Supplied records
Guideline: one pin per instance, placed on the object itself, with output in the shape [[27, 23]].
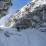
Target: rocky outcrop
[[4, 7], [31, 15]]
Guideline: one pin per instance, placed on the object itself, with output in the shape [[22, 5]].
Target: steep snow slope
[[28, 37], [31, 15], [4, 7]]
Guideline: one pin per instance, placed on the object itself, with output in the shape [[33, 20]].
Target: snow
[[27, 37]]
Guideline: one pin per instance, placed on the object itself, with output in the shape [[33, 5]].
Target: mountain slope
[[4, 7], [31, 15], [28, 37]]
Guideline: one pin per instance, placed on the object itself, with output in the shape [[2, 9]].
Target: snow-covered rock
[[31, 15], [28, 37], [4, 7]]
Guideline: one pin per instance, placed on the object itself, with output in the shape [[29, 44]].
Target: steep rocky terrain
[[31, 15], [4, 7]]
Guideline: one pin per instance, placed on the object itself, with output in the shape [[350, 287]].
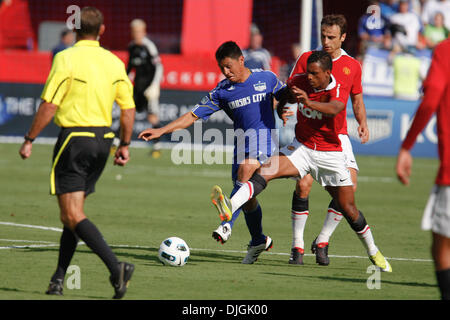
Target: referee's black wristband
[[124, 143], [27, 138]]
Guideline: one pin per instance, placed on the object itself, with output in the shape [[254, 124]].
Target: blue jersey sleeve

What is being asked
Pictures are to be left out; repeat all the remaining data exactly.

Task response
Guideline: one pin per instance, placed on the object itself, with output in the shape [[27, 23]].
Target: rocky outcrop
[[4, 7], [31, 15]]
Guideline: one pin per instance, placed on the object itself, with output in the shape [[22, 5]].
Target: steep snow slope
[[28, 37], [31, 15], [4, 7]]
Guideline: one pin per instance, placed on the object itself, with output in the shape [[33, 20]].
Target: snow
[[27, 37]]
Guideline: one pin per instance, placed on the object itself, with output in the shape [[33, 5]].
Target: mountain slope
[[4, 7], [31, 15], [28, 37]]
Guideline: one pin per instance, placed on the object itself, with output in the shape [[2, 9]].
Target: snow-covered rock
[[31, 15], [28, 37], [4, 7]]
Guideline: one pin per instance, placed on the object itself, with output in the shape [[29, 44]].
Target: steep rocky terrain
[[31, 15], [4, 7]]
Guideline: one pin per instance, placed on the object itself, with output in the shape [[350, 287]].
Target: referee's black wristband
[[124, 143], [27, 138]]
Guideline: one pin per instance, placed on the object itself, with output in the shape [[254, 124]].
Target: blue jersey sleeve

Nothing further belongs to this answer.